Mathias Cormann set to head OECD despite climate record
Mr Cormann, a centre-right politician, had faced opposition stemming from his record on climate change.
He tried to abolish Australia's renewable energy targets and has called carbon pricing a "very expensive hoax".
Sweden's Cecilia Malmström was also vying to lead the group, which includes 37 of the world's biggest economies.
The Paris-based OECD, which helps develop and coordinate policies among its members, is expected to finalise Mr Cormann's selection next week. He would serve a five-year term starting in June.
Greenpeace International, which helped spearhead outside opposition to Mr Cormann's candidacy, called his selection a "missed opportunity" for the group, which includes the US, UK, Germany and Japan among others.
"We have little confidence in Mr Cormann's ability to ensure the OECD is a leader in tackling the climate crisis when he himself has an atrocious record on the issue, including opposition to carbon pricing," executive director Jennifer Morgan said.
"This was a missed opportunity for the OECD member states to draw a line in the sand and disqualify anyone with a history of blocking climate action from senior international appointments."
Mr Cormann has responded to the criticism, saying he was "absolutely committed to ambitious and effective action on climate change", but that there were different ways to achieve it.
Who is Mathias Cormann?
As the next leader of the Paris-based OECD, Mr Cormann is facing an agenda that includes tackling the economic impact of the coronavirus pandemic, addressing climate change and reaching a global deal on how to tax technology companies.

**What you are asked to do:** Transcribe the portion of the article on Mathias Cormann starting at "Mr Cormann has" and ending at "to achieve it.". The data that comes next is from a separate source.

**Dataset:**
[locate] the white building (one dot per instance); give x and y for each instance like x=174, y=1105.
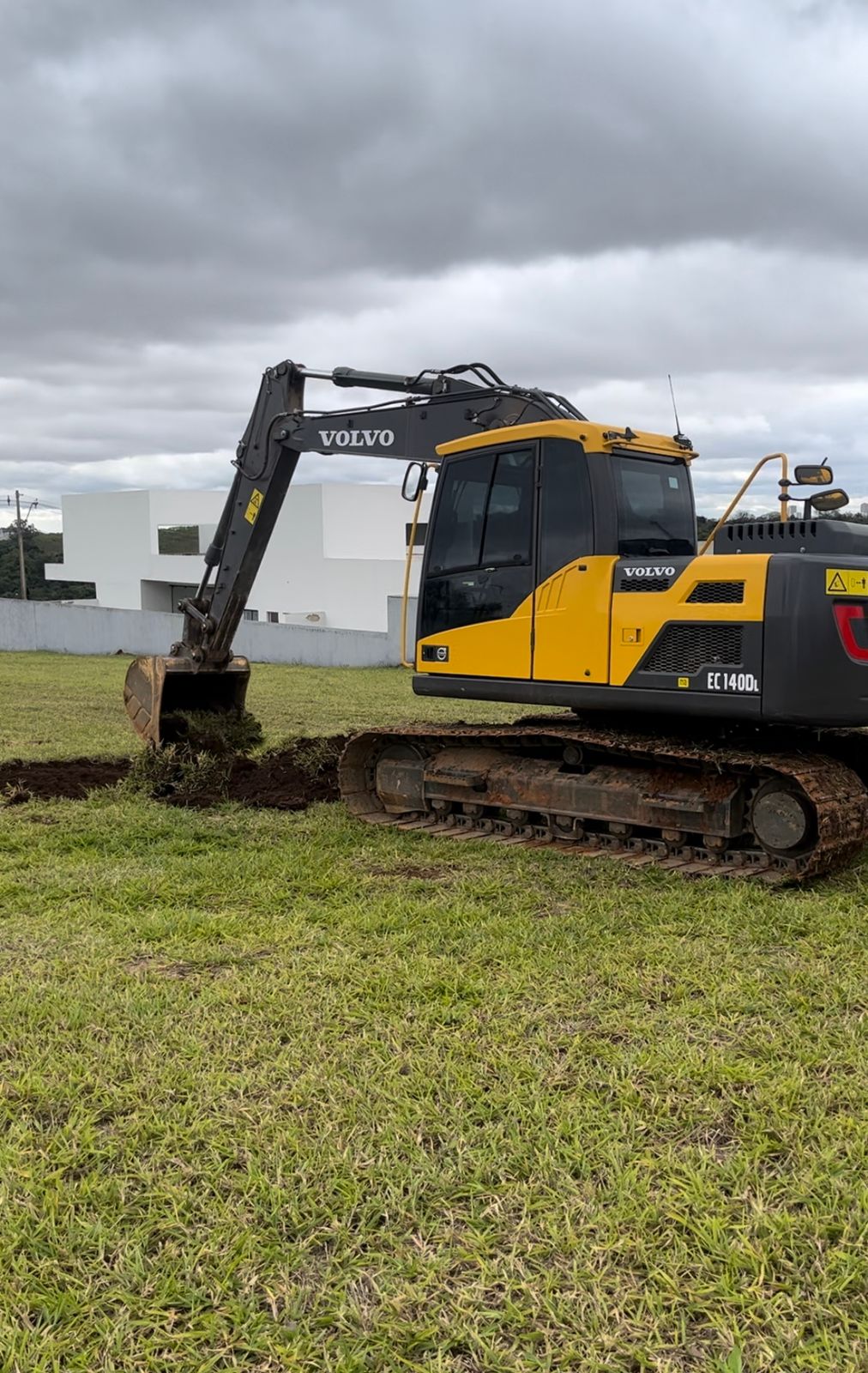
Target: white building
--
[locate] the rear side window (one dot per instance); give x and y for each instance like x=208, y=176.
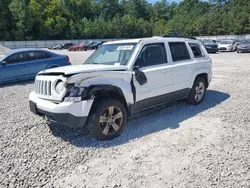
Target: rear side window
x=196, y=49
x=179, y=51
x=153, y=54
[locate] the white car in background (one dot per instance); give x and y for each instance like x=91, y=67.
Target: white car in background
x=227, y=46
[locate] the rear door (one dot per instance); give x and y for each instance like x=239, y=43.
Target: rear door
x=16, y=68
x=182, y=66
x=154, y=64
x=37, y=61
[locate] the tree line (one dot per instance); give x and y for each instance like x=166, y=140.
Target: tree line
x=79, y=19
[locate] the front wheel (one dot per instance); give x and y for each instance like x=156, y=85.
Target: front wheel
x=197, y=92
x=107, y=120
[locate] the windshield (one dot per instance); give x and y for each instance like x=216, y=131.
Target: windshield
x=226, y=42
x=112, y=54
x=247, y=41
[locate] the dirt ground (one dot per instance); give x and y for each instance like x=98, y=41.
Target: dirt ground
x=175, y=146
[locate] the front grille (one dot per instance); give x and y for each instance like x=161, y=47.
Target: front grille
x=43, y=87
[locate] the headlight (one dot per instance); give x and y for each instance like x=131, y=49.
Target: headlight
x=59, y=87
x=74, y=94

**Task answer:**
Mr Cormann has responded to the criticism, saying he was "absolutely committed to ambitious and effective action on climate change", but that there were different ways to achieve it.